Passage shown =>

Start

Péguy: Hope and the Future

Charles Péguy was a French Catholic poet and essayist over the turn of the 20th century. Born in 1873, he died in battle in the first year of WWI. We’re looking today at his The Portal of the Mystery of Hope, which – is a bit of an odd duck. It’s a free verse poem, but it’s also a monologue as part of a wider trilogy of plays. The first play, The Mystery of the Charity of Joan of Arc, came out in 1910. The Portal was released as a poem in 1911, but it’s also sort of a monologue by one of the characters from Charity, and then the third work, The Mystery of the Holy Innocents, is technically a play – it continues with the same characters, and has some dialogue, but in practice is mostly just one of the characters doing a monologue again. I think poetry is in some ways probably more appropriate as a form, because Péguy is very insistent on a sort of direct, unvarnished repetition. It reads like a meditation:

“Because of she who assures, she who promises to the morning, the day
In its entirety,
To the spring, the year
In its entirety,
To childhood, life
In its entirety,
To time, eternity
In its entirety,
To creation, God himself
In his entirety.”

If you’re into it, you’ll love it, and if you’re not, you’ll think it’s annoying. That’s the creative background to this work, right, just for context. I haven’t read the other two texts, so I don’t know how much the plays really add to the whole thing, but for this work on its own, I’m not sure that wrapping adds much. For instance, there are a couple bits of French nationalist sentiment, tying in with the Joan of Arc thing:

“There must be something going on, says God, between our French and the little Hope.
They work so wonderfully together.”

You can sort of take it or leave it, really. Again, I’m mentioning it here to give a bit of an overview of what the text is about, but – yeah, I’m not sure I could say with any confidence that it’s crucial to the poem’s theological reflections.

The Portal of the Mystery of Hope is, as you might imagine, a reflection on the second virtue. It describes hope as the “most difficult” virtue, as “perhaps the only difficult one.” Both faith and charity, Péguy says, are “obvious”: “Faith is completely natural, easy-going, simple, easy-coming. Very easy-coming. Very easy-going. It’s a woman that everyone knows, a nice old lady, a nice old parishioner, a nice woman from the parish, an old grandmother.” Charity, similarly, is “completely natural, simple, overflowing, very easy-coming. It’s the first movement of the heart.” In order not to have charity, you really have to work at it:

“You would have to shut your eyes and plug your ears.
To so many cries of distress.”

Hope, however, he sees as less obvious:

“But hope, says God, that is something that surprises me.
Even me.
That is surprising.

That these poor children see how things are going and believe that tomorrow things will go better.
That they see how things are going today and believe that they will go better tomorrow morning.”

And – you know, I think it’s easy to poke holes with Péguy. Obviously faith doesn’t come naturally to many people. It’s not as apparent or self-evident as he seems to think it is – in fact, it’s hard not to suspect that such a claim is just religious self-aggrandizing. But I want to give Péguy a bit of rope here, trace out his thinking. It’s worth thinking about hope in an era of climate change, with potentially the quite legitimate end of the world storming down towards us. Without waiving any reservations, let’s see where this all leads.

End

Problem to work on =>
Rewrite the essay on Péguy from "That these poor" up to and including "this all leads.", renaming "poor children" as "weary people".

(Extracted data entries)
Start

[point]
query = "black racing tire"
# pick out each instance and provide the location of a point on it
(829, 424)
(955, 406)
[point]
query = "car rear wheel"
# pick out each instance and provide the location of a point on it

End

Exercise result =>
That these weary people see how things are going and believe that tomorrow things will go better.
That they see how things are going today and believe that they will go better tomorrow morning.”

And – you know, I think it’s easy to poke holes with Péguy. Obviously faith doesn’t come naturally to many people. It’s not as apparent or self-evident as he seems to think it is – in fact, it’s hard not to suspect that such a claim is just religious self-aggrandizing. But I want to give Péguy a bit of rope here, trace out his thinking. It’s worth thinking about hope in an era of climate change, with potentially the quite legitimate end of the world storming down towards us. Without waiving any reservations, let’s see where this all leads.